| YOUR INSTRUCTIONS |
Reproduce the following listing verbatim, from its first line to its last, but omit the picture from your copy.

| GIVEN RECORDS |
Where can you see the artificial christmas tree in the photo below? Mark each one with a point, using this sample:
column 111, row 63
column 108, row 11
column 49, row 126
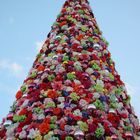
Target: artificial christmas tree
column 73, row 91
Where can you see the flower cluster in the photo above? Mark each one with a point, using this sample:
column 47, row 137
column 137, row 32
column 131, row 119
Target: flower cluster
column 73, row 91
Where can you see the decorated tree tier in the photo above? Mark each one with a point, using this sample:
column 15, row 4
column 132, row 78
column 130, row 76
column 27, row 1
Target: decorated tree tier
column 73, row 91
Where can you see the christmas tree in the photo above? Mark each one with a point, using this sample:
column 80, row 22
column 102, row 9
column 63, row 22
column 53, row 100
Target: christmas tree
column 73, row 91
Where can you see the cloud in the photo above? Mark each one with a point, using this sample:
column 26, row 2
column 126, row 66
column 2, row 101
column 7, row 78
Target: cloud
column 11, row 20
column 38, row 44
column 15, row 68
column 132, row 90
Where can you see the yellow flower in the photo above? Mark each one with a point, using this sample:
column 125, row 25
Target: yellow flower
column 38, row 137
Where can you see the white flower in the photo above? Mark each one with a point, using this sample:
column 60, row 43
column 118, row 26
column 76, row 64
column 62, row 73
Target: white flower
column 61, row 105
column 22, row 134
column 89, row 70
column 61, row 99
column 96, row 95
column 77, row 112
column 41, row 116
column 77, row 81
column 10, row 130
column 25, row 103
column 100, row 82
column 83, row 103
column 47, row 100
column 33, row 133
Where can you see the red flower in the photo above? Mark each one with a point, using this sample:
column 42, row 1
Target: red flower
column 43, row 86
column 63, row 23
column 41, row 68
column 57, row 111
column 19, row 95
column 2, row 133
column 114, row 119
column 44, row 128
column 23, row 111
column 52, row 94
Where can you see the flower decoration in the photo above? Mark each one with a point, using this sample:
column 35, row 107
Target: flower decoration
column 19, row 118
column 71, row 76
column 99, row 132
column 73, row 90
column 69, row 138
column 74, row 96
column 99, row 104
column 83, row 125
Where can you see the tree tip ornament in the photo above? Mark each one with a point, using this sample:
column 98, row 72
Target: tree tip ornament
column 73, row 91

| THE REPLY |
Where can you see the artificial christmas tree in the photo below? Mark each one with a point, using this sample:
column 111, row 63
column 108, row 11
column 49, row 126
Target: artificial christmas tree
column 73, row 91
Where can you see the flower cluster in the photo above? Mark each one with a point, using this sample:
column 47, row 137
column 137, row 32
column 131, row 119
Target: flower cluster
column 73, row 91
Where can you see the decorated tree tier in the photo above? Mark each one with a point, using this sample:
column 15, row 4
column 132, row 78
column 130, row 76
column 27, row 1
Target: decorated tree tier
column 73, row 91
Where can you see the christmas tree in the photo above? Mark each one with a point, using this sample:
column 80, row 22
column 102, row 9
column 63, row 22
column 53, row 100
Target: christmas tree
column 73, row 91
Where can you see the cloud in the photo above? Mark each one with a point, using this sample:
column 26, row 2
column 126, row 66
column 2, row 101
column 7, row 78
Target: cloud
column 11, row 20
column 38, row 44
column 15, row 68
column 132, row 90
Where can you see the yellow flower in the photo above? Mark each one with a point, using this sample:
column 125, row 25
Target: yellow flower
column 38, row 137
Where can you see the white flower in the photo above? Mark each one with a point, using this sample:
column 60, row 43
column 118, row 26
column 76, row 64
column 62, row 73
Target: white flower
column 61, row 105
column 22, row 134
column 89, row 70
column 61, row 99
column 96, row 95
column 77, row 112
column 41, row 116
column 77, row 81
column 10, row 130
column 25, row 103
column 100, row 82
column 83, row 103
column 47, row 100
column 33, row 133
Where can you see the red flower in the photo above? Mark each one with a point, using this sample:
column 42, row 1
Target: red flower
column 43, row 86
column 63, row 23
column 41, row 68
column 57, row 111
column 19, row 95
column 2, row 133
column 114, row 119
column 44, row 128
column 23, row 111
column 52, row 94
Where can you see the flower decoration in the photo above? Mark each one with a point, using this sample:
column 35, row 107
Target: flower decoration
column 19, row 118
column 71, row 76
column 99, row 132
column 73, row 90
column 69, row 138
column 74, row 96
column 99, row 104
column 83, row 125
Where can you see the tree tip ornament in the photo above? Mark each one with a point, using this sample:
column 98, row 72
Target: tree tip ornament
column 73, row 91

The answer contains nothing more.